▸ Instructions for the task:
Copy the records below word for word, changing nothing.

(Data taken from a collection)
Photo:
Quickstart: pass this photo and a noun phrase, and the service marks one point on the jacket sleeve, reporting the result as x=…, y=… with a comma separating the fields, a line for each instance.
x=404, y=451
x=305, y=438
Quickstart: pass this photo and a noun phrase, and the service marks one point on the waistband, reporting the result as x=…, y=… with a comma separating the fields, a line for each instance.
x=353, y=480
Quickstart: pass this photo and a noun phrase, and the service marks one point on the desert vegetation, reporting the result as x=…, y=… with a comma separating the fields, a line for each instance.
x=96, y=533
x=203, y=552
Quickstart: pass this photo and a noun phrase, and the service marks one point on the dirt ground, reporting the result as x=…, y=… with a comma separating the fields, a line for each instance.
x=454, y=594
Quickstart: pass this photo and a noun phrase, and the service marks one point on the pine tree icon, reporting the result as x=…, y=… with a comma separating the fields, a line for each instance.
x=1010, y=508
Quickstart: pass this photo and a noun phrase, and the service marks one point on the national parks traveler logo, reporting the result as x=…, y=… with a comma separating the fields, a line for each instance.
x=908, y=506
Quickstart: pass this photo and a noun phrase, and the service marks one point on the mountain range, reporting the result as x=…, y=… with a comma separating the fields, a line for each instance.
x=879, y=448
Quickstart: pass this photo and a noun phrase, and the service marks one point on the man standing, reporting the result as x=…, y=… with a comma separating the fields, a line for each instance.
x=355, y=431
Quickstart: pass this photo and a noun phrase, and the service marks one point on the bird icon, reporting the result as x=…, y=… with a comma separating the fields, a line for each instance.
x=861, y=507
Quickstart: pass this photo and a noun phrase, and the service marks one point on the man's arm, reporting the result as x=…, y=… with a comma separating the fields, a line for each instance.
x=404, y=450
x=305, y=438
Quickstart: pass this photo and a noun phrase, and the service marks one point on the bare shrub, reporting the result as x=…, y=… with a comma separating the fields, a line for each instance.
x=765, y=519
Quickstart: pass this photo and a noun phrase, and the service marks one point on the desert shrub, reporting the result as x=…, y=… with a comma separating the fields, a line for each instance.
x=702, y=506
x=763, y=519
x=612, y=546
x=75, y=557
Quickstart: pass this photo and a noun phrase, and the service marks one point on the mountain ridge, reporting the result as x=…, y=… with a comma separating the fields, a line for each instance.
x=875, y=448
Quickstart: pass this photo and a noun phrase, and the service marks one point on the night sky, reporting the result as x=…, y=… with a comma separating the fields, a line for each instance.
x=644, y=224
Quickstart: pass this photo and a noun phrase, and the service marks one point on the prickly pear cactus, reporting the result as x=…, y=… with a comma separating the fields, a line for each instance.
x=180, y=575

▸ Solution to this problem:
Photo:
Quickstart: pass this photo and a noun phrase, and the service marks one point on the jacket sleeve, reporting the result as x=…, y=… with a comma separating the fields, a line for each instance.
x=404, y=451
x=305, y=438
Quickstart: pass this photo and a noun phrase, and the service marks one point on the waistband, reporting the result as x=…, y=… with a comma separating the fields, a line for each instance.
x=353, y=480
Quickstart: pass this photo and a noun phrase, and the service marks one point on the desert vegetation, reporting the result as x=…, y=… with a comma separating the fields, a line for each instance.
x=96, y=533
x=203, y=552
Quickstart: pass this photo and a noun phrase, and the service marks one point on the dirt ground, reporting the result as x=…, y=… with a comma separating the fields, a line for each instance.
x=454, y=594
Quickstart: pass this photo and a noun phrase, and the service marks one point on the pine tree icon, reporting the result as x=…, y=… with a comma separating the fields, a line for each instance.
x=1010, y=508
Quickstart: pass this photo and a noun phrase, and the service marks one point on the national parks traveler logo, reporting the result as x=…, y=… with a comma separating the fields, a line for each instance.
x=908, y=506
Quickstart: pass this photo and a noun phrase, and the service marks one point on the mountain range, reporting the result as x=…, y=… with a comma separating the fields, a line for each instance.
x=879, y=448
Quickstart: pass this photo and a noun phrase, and the service marks one point on the man standing, reporting the result as x=…, y=… with a comma separating the fields, a line for each instance.
x=355, y=431
Quickstart: pass this photo and a noun phrase, and the service marks one point on the bird icon, reporting the result as x=…, y=… with a comma separating the fields, a line for each instance.
x=861, y=507
Quickstart: pass this photo and a noun phrase, and the service marks one point on the man's arm, reporting the result as x=…, y=… with a comma separating the fields, a line for each instance.
x=404, y=450
x=305, y=438
Quickstart: pass this photo and a noun phrase, and the service marks one point on the bare shrub, reporting the result as x=…, y=… with a comma separating the fields, a line for each instance.
x=765, y=519
Quickstart: pass this photo and a noun phrase, and the service marks one point on the desert shrub, reporting the result as x=…, y=… with a comma separating the fields, a line for each instance.
x=702, y=506
x=763, y=519
x=612, y=546
x=75, y=557
Quickstart: pass this photo and a noun phrase, and the service marks one point on the mountain ridge, reporting the result as x=…, y=… with a comma separating the fields, a line for each instance.
x=875, y=448
Quickstart: pass this photo and a noun phrase, and the service marks one point on the night sky, reporting the result as x=…, y=… with a comma separating the fields, a line for each instance.
x=644, y=224
Quickstart: pass this photo and a noun phrase, and the service marks one point on the prickly pear cactus, reporting the result as x=…, y=… with a comma separating the fields, a line for each instance.
x=180, y=575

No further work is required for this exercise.